* _EXERCISE DIRECTIONS_:
Return the data that follows exactly, with each line intact.

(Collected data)

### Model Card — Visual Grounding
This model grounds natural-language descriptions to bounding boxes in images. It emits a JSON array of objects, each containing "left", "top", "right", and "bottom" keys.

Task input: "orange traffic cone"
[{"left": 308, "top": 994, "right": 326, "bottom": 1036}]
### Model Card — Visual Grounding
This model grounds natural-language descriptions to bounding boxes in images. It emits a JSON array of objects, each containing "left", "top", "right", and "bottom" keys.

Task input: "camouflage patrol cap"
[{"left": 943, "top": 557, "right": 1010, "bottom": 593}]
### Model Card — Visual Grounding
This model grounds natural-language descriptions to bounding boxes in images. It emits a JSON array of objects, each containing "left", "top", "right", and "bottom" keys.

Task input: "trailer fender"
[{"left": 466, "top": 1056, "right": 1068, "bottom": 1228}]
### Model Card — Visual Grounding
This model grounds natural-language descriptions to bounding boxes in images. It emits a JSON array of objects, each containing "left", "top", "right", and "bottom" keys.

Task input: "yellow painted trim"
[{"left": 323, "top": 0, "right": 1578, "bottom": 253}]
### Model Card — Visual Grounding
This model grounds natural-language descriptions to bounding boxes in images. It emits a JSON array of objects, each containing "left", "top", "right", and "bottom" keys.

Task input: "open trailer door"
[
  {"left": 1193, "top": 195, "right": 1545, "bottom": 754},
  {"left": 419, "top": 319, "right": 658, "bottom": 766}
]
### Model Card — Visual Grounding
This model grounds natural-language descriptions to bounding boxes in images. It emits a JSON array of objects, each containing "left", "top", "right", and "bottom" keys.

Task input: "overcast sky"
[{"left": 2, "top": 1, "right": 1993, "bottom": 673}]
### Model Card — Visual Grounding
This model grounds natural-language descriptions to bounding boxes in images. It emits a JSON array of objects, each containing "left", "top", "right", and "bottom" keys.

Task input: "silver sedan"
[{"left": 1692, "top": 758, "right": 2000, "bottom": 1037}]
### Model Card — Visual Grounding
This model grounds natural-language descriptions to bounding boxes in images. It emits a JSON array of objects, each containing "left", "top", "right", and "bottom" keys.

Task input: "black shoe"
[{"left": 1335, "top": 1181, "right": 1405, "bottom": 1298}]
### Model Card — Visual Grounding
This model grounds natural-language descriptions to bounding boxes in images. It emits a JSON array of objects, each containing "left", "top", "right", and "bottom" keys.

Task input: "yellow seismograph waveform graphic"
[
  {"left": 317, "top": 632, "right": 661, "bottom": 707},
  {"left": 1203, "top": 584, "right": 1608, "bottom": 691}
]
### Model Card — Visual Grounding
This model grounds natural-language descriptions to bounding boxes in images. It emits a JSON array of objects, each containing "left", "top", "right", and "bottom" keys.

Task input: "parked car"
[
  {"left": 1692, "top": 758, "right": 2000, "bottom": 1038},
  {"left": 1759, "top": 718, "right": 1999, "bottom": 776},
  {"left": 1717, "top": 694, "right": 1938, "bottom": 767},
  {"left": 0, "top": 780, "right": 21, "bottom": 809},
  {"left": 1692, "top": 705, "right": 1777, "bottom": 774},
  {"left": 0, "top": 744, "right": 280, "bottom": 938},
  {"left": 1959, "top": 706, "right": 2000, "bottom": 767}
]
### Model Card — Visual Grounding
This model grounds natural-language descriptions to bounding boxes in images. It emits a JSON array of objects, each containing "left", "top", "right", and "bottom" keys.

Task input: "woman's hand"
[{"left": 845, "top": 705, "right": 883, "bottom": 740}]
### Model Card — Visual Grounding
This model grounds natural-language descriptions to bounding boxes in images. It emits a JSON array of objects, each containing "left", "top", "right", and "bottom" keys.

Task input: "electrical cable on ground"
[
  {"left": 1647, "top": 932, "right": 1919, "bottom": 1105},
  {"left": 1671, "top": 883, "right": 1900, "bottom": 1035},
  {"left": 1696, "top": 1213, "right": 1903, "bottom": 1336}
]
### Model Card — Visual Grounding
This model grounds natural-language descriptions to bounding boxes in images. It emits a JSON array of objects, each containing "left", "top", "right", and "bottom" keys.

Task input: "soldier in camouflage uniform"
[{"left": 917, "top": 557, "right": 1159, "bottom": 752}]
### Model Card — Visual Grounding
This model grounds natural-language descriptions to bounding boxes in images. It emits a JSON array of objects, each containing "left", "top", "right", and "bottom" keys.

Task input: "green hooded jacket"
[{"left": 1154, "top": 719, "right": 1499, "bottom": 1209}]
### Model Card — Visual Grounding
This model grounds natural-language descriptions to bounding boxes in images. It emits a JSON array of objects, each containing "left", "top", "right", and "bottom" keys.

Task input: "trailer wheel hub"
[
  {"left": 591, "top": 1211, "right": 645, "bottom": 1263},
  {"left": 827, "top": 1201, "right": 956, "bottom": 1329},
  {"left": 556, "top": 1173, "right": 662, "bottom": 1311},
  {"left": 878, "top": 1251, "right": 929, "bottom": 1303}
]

* _WORKED SOLUTION_:
### Model Card — Visual Grounding
This model grounds natural-language descriptions to bounding boxes in images. It emits a JSON array of objects, each containing "left", "top", "right", and "bottom" keys.

Task input: "orange traffic cone"
[{"left": 308, "top": 994, "right": 326, "bottom": 1036}]
### Model Card — Visual Grounding
This model grounds natural-language descriptions to bounding boxes in images. It emits a JSON array of objects, each containing "left", "top", "right", and "bottom" keys.

Task input: "camouflage patrol cap"
[{"left": 943, "top": 557, "right": 1010, "bottom": 593}]
### Model Card — Visual Grounding
This model grounds natural-language descriptions to bounding boxes in images. It emits a JSON array of objects, each containing "left", "top", "right", and "bottom" keys.

Task input: "trailer fender"
[{"left": 466, "top": 1056, "right": 1068, "bottom": 1228}]
### Model Card — Visual Grounding
This model grounds natural-language descriptions to bounding boxes in images. It emits a JSON array of objects, each containing "left", "top", "right", and "bottom" keys.

Task input: "yellow painted trim"
[{"left": 323, "top": 0, "right": 1578, "bottom": 253}]
### Model Card — Visual Grounding
This model grounds natural-language descriptions to bounding boxes in images. It emits a JSON array of objects, each containing "left", "top", "right", and "bottom" keys.

Task input: "open trailer door"
[
  {"left": 1193, "top": 195, "right": 1545, "bottom": 754},
  {"left": 419, "top": 319, "right": 658, "bottom": 766}
]
### Model Card — Visual Grounding
This model grounds natural-language descriptions to bounding boxes in images. It emits a JSON array of objects, each containing "left", "top", "right", and "bottom" keys.

Task input: "overcast sky"
[{"left": 2, "top": 1, "right": 1993, "bottom": 673}]
### Model Card — Visual Grounding
This model grounds natural-language descriptions to bounding boxes in images. It emits a JSON array of objects, each containing "left", "top", "right", and "bottom" keys.

Task input: "silver sedan"
[{"left": 1692, "top": 758, "right": 2000, "bottom": 1037}]
### Model Card — Visual Grounding
This model grounds natural-language descriptions to bounding boxes in images. It emits a JSON array of objects, each containing "left", "top", "right", and "bottom" keys.

Task input: "black shoe"
[{"left": 1335, "top": 1181, "right": 1405, "bottom": 1298}]
### Model Card — Visual Grounding
This model grounds natural-language descriptions to bounding boxes in images. It emits a JSON array of objects, each containing "left", "top", "right", and "bottom" keys.

Task input: "yellow seismograph waveform graphic"
[
  {"left": 317, "top": 632, "right": 661, "bottom": 707},
  {"left": 1203, "top": 584, "right": 1608, "bottom": 691}
]
### Model Card — Visual Grounding
This model grounds natural-language descriptions to bounding boxes in images. It emits a JSON array of objects, each containing "left", "top", "right", and "bottom" keys.

Task input: "parked car"
[
  {"left": 1692, "top": 758, "right": 2000, "bottom": 1038},
  {"left": 1759, "top": 718, "right": 1999, "bottom": 776},
  {"left": 1717, "top": 694, "right": 1938, "bottom": 767},
  {"left": 0, "top": 780, "right": 21, "bottom": 809},
  {"left": 1692, "top": 705, "right": 1777, "bottom": 774},
  {"left": 0, "top": 744, "right": 280, "bottom": 938},
  {"left": 1959, "top": 706, "right": 2000, "bottom": 767}
]
### Model Card — Visual Grounding
This model grounds natural-language descriptions to bounding boxes in images. It emits a JSON array of objects, each containing "left", "top", "right", and "bottom" keys.

Task input: "woman's hand"
[{"left": 845, "top": 705, "right": 883, "bottom": 740}]
### Model Card — Visual Grounding
This model grounds natural-language descriptions to bounding boxes in images. It emits a JSON array of objects, each containing "left", "top", "right", and "bottom" keys.

Task input: "electrical cable on ground"
[
  {"left": 1647, "top": 932, "right": 1919, "bottom": 1105},
  {"left": 1671, "top": 883, "right": 1900, "bottom": 1035},
  {"left": 1696, "top": 1213, "right": 1903, "bottom": 1336}
]
### Model Card — Visual Grounding
This model grounds natural-language descriptions to bounding boxes in images. It emits a JSON array of objects, each containing "left", "top", "right", and "bottom" keys.

Task input: "soldier in camouflage uniform"
[{"left": 917, "top": 557, "right": 1159, "bottom": 752}]
### Model Card — Visual Grounding
This model grounds natural-language descriptions to bounding boxes in images. It emits a JSON array of objects, each containing "left", "top", "right", and "bottom" keys.

Task input: "green hooded jacket"
[{"left": 1154, "top": 719, "right": 1499, "bottom": 1209}]
### Model Card — Visual Grounding
This model grounds natural-language descriptions to bounding boxes in images. It emits a JSON array of objects, each containing "left", "top", "right", and "bottom" keys.

Task input: "trailer wheel hub"
[
  {"left": 591, "top": 1211, "right": 645, "bottom": 1263},
  {"left": 827, "top": 1201, "right": 956, "bottom": 1329},
  {"left": 556, "top": 1173, "right": 662, "bottom": 1311},
  {"left": 878, "top": 1251, "right": 929, "bottom": 1303}
]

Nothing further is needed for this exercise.